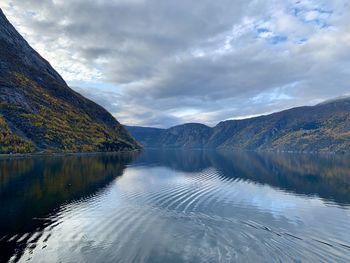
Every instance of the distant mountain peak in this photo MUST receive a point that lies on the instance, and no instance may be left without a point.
(337, 99)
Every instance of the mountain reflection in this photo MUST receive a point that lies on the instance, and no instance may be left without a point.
(327, 176)
(32, 189)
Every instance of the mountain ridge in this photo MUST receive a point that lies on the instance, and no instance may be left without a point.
(39, 112)
(324, 127)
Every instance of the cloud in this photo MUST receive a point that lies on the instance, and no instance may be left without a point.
(169, 62)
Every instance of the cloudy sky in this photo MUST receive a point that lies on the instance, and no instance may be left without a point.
(163, 62)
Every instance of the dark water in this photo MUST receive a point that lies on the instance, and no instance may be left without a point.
(176, 206)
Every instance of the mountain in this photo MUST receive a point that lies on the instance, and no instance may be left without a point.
(321, 128)
(39, 112)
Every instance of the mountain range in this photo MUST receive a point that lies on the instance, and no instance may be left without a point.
(321, 128)
(40, 113)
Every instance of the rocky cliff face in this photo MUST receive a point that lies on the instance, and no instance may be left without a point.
(322, 128)
(39, 112)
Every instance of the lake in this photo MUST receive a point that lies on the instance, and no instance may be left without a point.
(175, 206)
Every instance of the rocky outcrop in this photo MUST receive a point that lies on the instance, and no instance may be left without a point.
(39, 112)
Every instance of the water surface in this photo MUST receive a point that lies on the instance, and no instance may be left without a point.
(176, 206)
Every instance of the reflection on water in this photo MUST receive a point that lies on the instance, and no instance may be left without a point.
(176, 206)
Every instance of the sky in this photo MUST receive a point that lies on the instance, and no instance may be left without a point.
(161, 63)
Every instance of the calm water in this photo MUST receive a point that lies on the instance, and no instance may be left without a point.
(173, 206)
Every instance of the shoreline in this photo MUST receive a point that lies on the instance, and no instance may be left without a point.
(58, 154)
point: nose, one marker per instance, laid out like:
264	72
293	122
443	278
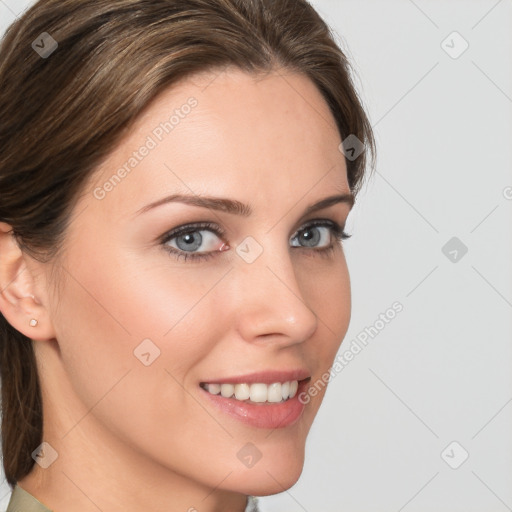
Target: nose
270	305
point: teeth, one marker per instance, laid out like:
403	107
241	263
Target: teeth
256	392
227	390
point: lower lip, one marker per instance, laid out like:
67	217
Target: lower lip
264	415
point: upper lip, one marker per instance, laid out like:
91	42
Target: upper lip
265	377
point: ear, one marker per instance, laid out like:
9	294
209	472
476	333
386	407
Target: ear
23	293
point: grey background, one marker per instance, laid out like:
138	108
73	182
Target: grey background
439	372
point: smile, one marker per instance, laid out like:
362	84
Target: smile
257	392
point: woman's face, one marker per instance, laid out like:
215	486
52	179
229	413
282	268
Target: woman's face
256	290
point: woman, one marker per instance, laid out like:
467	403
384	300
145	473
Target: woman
175	177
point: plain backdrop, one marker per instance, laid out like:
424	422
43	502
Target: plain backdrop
421	418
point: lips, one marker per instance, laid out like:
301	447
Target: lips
263	413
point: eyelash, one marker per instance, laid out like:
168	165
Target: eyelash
336	230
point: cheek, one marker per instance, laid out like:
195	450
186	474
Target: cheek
329	294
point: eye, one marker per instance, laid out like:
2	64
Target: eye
204	240
320	234
183	242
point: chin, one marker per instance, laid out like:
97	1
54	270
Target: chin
272	474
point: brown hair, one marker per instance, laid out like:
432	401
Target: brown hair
63	113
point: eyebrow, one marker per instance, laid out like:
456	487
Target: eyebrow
236	207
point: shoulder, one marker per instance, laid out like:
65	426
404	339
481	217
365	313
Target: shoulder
23	501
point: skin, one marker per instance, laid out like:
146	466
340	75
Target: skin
131	437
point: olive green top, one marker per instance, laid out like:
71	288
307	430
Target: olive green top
23	501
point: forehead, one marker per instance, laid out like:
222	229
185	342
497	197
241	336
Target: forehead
227	133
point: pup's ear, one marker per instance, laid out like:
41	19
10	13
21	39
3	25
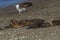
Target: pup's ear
26	4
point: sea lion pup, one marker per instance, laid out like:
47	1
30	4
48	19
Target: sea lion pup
39	24
56	22
23	6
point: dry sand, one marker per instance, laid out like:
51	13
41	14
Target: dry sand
42	9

:: Work request ::
Copy all the entries word for word. Omit any pictures.

:: Output for this exercise ::
Every instance of the distant mountain peak in this photo MUST receive a point that lies on the instance, and no instance may be left without a point.
(337, 99)
Every instance of the mountain reflection in this photo MUST receive a point that lies on the instance, and no instance may be left without a point.
(327, 176)
(32, 189)
Every instance of the mountain ridge in this photo MUST receive a point that lies on the instance, and no instance may be left without a point.
(39, 112)
(324, 127)
Every instance of the cloud in this photo MUST receive a point that lies on the instance, and no instance may be left without a point.
(169, 62)
Every instance of the cloudy sky in this photo MUST receive a point that lies on the instance, and no instance may be left without a point.
(163, 62)
Every instance of the dark water in this photo MUST receive a point that lies on the instance, and no instance may be left without a point.
(176, 206)
Every instance of the mountain in this photo MUST receive a point that lies on the instance, and no instance may be left without a point.
(321, 128)
(39, 112)
Every instance of the mountain range in this photo MUST receive a point that lies on the instance, and no instance may be left without a point.
(321, 128)
(40, 113)
Every instance of the rocky cliff face in this photo MUST receive a point that lies on the instance, and no instance may be left without a point.
(322, 128)
(39, 112)
Every instance of the lake in this photo MUST receive a point that lies on the instance, and no instance may be left without a point.
(175, 206)
Every instance of the rocky outcrop in this photo MUST receive a point that lies on the instance, and no instance may be left without a point.
(39, 112)
Every instance of the water surface in this photo MUST receive a point that lies on the instance, and no instance may be left without a point.
(176, 206)
Every instance of the reflection on water in this photo MUST receive a point that lies on the instance, and no instance may be left without a point.
(176, 206)
Every instance of the sky in this photo MUST receive a point that lies on the instance, and no instance may be left without a point.
(161, 63)
Every instance of the calm water in this photo MUST receive a point that lies on the instance, and no instance may be left without a point.
(173, 206)
Every instance of the shoreline in this photo MUST receive a point that lies on the instance, and no instance may be left without a point.
(58, 154)
point: nose, one marker per instance, laid out like:
264	72
293	122
443	278
Target: nose
270	305
point: teeth, one marker per instance, laid out like:
403	107
241	263
Target: teeth
256	392
227	390
point: lower lip, one marker per instance, laid out like:
67	217
Target: lower lip
264	415
point: upper lip, one marker per instance, laid out like:
91	42
Target: upper lip
265	377
point: ear, one marker per instance, laid out like:
9	294
209	472
476	333
386	407
Target: ear
23	293
point: grey background, one marker per instance, laid out like:
138	108
73	182
Target: grey background
439	372
point: smile, one marker per instance, laid out like:
362	84
Target: smile
257	392
point: woman's face, one marker per instance, laid out like:
215	486
52	179
229	413
282	268
Target: woman's face
256	290
point: woman, one marker per instance, laid out like:
467	403
384	300
145	473
Target: woman
175	177
point: plain backdrop, one marker per instance, laid out like:
424	422
43	502
Target: plain backdrop
421	418
point: lips, one marker per instance, laid out like:
301	447
Target: lips
263	413
point: eyelash, one marker per instance, laid out like:
168	165
Target: eyelash
336	230
point: cheek, one marker per instance, laid out like:
195	450
186	474
Target: cheek
329	294
point: eye, one marker per instance, laid out like:
2	64
Target: eye
204	240
320	234
183	242
point: chin, one marker per instance, laid out like:
97	1
54	270
Target: chin
272	474
point: brown hair, one marker per instance, laid out like:
432	401
Target: brown hair
63	113
point: eyebrow, one marker per instance, laid out like:
456	487
Target: eyebrow
236	207
point: shoulder, one marker per instance, laid out like:
65	426
404	339
481	217
365	313
Target: shoulder
23	501
point: skin, one marker per instance, laid out like:
146	466
340	75
Target: skin
131	437
point: olive green top, one marker per instance, laid out like:
71	288
307	430
Target: olive green top
23	501
point: forehead, one marker per instance, laid out like:
222	229
185	342
497	197
241	336
Target: forehead
227	133
point: pup's ear, one marker per instance, laid out like:
41	19
10	13
21	39
3	25
Target: pup's ear
26	4
point: sea lion pup, one marker per instance, laid out like:
47	1
30	4
48	19
Target: sea lion pup
39	24
56	22
23	6
point: dry sand, one marker per instance, laid out like:
51	13
41	14
Target: dry sand
42	9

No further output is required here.